Passage to read:
▼

Studio album by Lick the Tins
- Released: 1986 (re-released 1991)
- Recorded: 1986
- Genre: Celtic, folk rock, indie
- Label: Sedition Records

= Blind Man on a Flying Horse =

Blind Man on a Flying Horse is the only album by Lick the Tins. It was released in 1986 with 12 tracks. It resulted in three singles, "Can't Help Falling in Love", "The Belle of Belfast City" and "In the Middle of the Night". Lick the Tins' version of "Can't Help Falling in Love" was also used in the ending credits of two films: Some Kind of Wonderful in 1987 and The Snapper in 1993.

It received good reviews, especially in the Folk Roots music magazine, where it was chosen as "Album of the Month", but the album was not a commercial success.

==Track listing==
1. Can't Help Falling in Love (3:25)
2. In the Middle of the Night (3:57)
3. Light Years Away (3:08)
4. Every Little Detail (3:50)
5. Hey Joe (2:28)
6. Get Me to the World on Time (3:16)
7. Ghost Story (3:22)
8. Lights Out (3:34)
9. Only a Year (3:41)

▲

Data listing:
▼

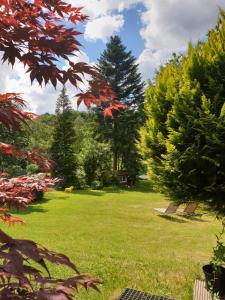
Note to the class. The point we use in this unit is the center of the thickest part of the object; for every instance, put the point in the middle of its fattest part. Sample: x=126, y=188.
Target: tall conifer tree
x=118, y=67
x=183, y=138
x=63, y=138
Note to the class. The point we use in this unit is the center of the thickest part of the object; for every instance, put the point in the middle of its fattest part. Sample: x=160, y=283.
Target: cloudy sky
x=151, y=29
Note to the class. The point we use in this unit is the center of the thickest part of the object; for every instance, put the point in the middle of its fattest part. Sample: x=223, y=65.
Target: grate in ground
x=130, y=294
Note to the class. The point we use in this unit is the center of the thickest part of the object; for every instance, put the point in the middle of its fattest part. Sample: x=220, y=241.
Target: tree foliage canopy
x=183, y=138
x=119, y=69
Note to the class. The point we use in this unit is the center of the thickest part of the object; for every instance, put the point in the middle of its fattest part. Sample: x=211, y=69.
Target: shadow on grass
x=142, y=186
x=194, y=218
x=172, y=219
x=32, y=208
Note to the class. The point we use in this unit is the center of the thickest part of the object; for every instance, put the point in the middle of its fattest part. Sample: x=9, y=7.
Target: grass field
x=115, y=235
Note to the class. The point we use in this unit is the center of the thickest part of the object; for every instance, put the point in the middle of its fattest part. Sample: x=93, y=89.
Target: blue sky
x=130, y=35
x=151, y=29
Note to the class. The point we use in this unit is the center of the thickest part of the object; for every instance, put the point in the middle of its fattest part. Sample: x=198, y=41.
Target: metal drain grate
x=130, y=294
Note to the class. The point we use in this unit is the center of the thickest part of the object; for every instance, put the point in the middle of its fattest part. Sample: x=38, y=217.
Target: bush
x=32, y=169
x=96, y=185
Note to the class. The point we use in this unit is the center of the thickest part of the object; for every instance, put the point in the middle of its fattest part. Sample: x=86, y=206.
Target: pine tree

▲

Tasks and exercises:
**A.** Update the entries from the line containing "Sample: x=198, y=41." through the last line of the entries, replacing "bush" with "shrub" and leaving everything else unchanged.
**B.** Continue the article on the album Blind Man on a Flying Horse from the point at which it stops.

Expected answers:
**A.**
Note to the class. The point we use in this unit is the center of the thickest part of the object; for every instance, put the point in the middle of its fattest part. Sample: x=198, y=41.
Target: metal drain grate
x=130, y=294
Note to the class. The point we use in this unit is the center of the thickest part of the object; for every instance, put the point in the middle of its fattest part. Sample: x=38, y=217.
Target: shrub
x=32, y=169
x=96, y=185
Note to the class. The point we use in this unit is the center of the thickest part of the object; for every instance, put the point in the middle of its fattest part. Sample: x=86, y=206.
Target: pine tree

**B.**
10. Here Comes Kali (4:11)
11. Road to California (1:33)
12. Belle of Belfast City (3:09)

==1991 re-release==
The album was rereleased in 1991 with the original 12 tracks as above in addition to six bonus tracks:
- 13. Bad Dreams (4:08)
- 14. Looks Like You (2:08)
- 15. Calliope House (3:10)
- 16. Can't Help Falling in Love (12") (5:58)
- 17. In the Middle of the Night (12") (6:06)
- 18. Belle of Belfast City (12") (4:48)

==2007 re-release==
The album was rereleased a second time in 2007 under the label Talking Elephant. It contains the 18 tracks found on the 1991 rerelease.

==Singles==
- "Can't Help Falling in Love"
  - "Bad Dreams" (B-side)
- "Belle of Belfast City"
  - "Calliope House" (B-side)
- "In the Middle of the Night"
  - "It Looks Like You" (B-side)
  - "Road to California" (only on the 12" release)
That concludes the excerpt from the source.